TASK BRIEF — Copy the records below word for word, starting at the line containing "the white lab" and ending with the line containing "[[874, 624], [592, 562]]", both included. Leave out any pictures.

INFORMATION SHOWN —

━━━━

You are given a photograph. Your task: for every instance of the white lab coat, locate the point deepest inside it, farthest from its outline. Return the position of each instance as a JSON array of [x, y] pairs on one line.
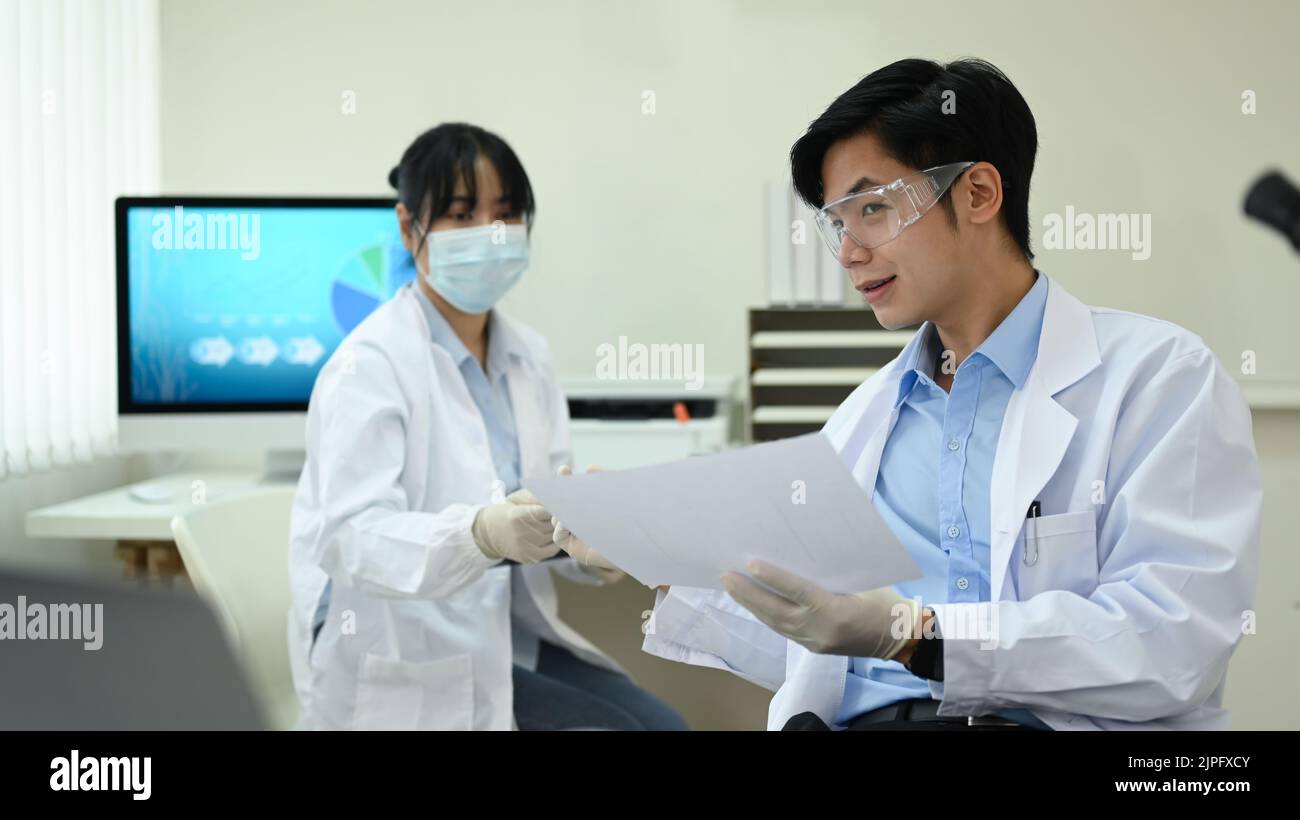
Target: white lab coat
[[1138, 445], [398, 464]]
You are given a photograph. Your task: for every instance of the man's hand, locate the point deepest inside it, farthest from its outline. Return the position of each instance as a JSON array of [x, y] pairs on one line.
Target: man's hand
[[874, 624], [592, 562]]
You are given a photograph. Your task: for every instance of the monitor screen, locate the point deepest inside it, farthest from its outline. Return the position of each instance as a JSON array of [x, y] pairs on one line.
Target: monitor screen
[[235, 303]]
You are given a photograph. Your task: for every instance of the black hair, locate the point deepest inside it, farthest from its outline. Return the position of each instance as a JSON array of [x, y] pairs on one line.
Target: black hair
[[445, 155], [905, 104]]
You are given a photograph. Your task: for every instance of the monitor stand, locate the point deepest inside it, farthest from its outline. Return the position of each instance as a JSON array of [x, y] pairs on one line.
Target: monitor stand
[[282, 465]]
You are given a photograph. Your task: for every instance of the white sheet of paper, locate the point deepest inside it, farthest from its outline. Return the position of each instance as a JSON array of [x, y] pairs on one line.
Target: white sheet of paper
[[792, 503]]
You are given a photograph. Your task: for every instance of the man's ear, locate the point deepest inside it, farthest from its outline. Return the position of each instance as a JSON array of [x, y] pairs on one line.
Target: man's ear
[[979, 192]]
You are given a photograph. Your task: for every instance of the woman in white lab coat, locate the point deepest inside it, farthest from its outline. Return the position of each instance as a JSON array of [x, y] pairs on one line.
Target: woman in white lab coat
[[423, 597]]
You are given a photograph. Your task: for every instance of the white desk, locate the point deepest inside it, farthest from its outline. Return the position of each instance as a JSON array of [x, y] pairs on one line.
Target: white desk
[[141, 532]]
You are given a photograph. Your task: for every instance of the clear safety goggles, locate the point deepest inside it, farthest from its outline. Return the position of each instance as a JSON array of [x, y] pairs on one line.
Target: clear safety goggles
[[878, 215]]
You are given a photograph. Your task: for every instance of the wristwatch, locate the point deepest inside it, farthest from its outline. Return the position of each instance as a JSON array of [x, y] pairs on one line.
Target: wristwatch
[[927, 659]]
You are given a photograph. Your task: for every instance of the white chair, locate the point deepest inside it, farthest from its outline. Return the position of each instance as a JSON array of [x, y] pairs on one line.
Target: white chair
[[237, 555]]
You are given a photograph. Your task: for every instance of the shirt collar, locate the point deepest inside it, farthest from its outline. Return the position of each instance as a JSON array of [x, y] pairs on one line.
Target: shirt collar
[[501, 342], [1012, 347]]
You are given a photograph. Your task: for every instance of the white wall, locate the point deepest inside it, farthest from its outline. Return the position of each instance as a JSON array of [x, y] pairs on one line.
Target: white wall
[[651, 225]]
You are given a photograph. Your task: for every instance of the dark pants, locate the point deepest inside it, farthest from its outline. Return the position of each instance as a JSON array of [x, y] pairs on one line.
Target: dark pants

━━━━

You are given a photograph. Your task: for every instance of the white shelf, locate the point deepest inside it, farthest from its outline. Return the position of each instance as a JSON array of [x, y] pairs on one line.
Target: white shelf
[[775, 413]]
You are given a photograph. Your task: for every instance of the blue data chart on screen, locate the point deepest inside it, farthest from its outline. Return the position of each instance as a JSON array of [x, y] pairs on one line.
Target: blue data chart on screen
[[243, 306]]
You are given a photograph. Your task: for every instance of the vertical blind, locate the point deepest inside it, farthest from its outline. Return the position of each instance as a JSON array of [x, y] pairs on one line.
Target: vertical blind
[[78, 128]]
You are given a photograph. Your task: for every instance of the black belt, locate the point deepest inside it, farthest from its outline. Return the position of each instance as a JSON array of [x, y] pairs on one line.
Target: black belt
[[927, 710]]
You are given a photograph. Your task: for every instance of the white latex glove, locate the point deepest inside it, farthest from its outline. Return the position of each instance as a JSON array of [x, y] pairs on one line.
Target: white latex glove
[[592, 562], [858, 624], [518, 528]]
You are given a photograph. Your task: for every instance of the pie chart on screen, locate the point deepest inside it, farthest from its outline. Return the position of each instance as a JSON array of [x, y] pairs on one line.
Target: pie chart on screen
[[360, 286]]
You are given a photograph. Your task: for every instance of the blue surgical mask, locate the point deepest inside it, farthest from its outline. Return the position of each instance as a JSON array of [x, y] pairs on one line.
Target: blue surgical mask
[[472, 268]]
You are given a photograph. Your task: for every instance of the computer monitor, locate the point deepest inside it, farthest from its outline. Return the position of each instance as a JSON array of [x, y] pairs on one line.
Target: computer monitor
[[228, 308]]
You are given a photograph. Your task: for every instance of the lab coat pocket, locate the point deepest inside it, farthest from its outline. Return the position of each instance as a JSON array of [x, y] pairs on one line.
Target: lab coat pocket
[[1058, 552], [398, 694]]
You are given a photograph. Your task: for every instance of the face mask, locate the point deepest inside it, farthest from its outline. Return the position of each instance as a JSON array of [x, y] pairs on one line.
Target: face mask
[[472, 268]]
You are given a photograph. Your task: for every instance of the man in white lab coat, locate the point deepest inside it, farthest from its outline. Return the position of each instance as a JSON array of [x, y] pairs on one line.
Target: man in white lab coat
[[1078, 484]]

━━━━

ANSWER BELOW —
You are given a photograph. Your task: for every instance of the white lab coat, locate the point deepest inside it, farthest from its outline. Return the position of each instance as a JSON array of [x, y] pairs on one line.
Target: white lab coat
[[1138, 445], [398, 464]]
You are given a photograph. Your task: for every instance of the man's hand, locate the point deepest inside it, farthest from its outline. Return the position of each instance as a JSON array of [x, y] pairs on one line.
Target: man's hand
[[874, 624], [592, 562]]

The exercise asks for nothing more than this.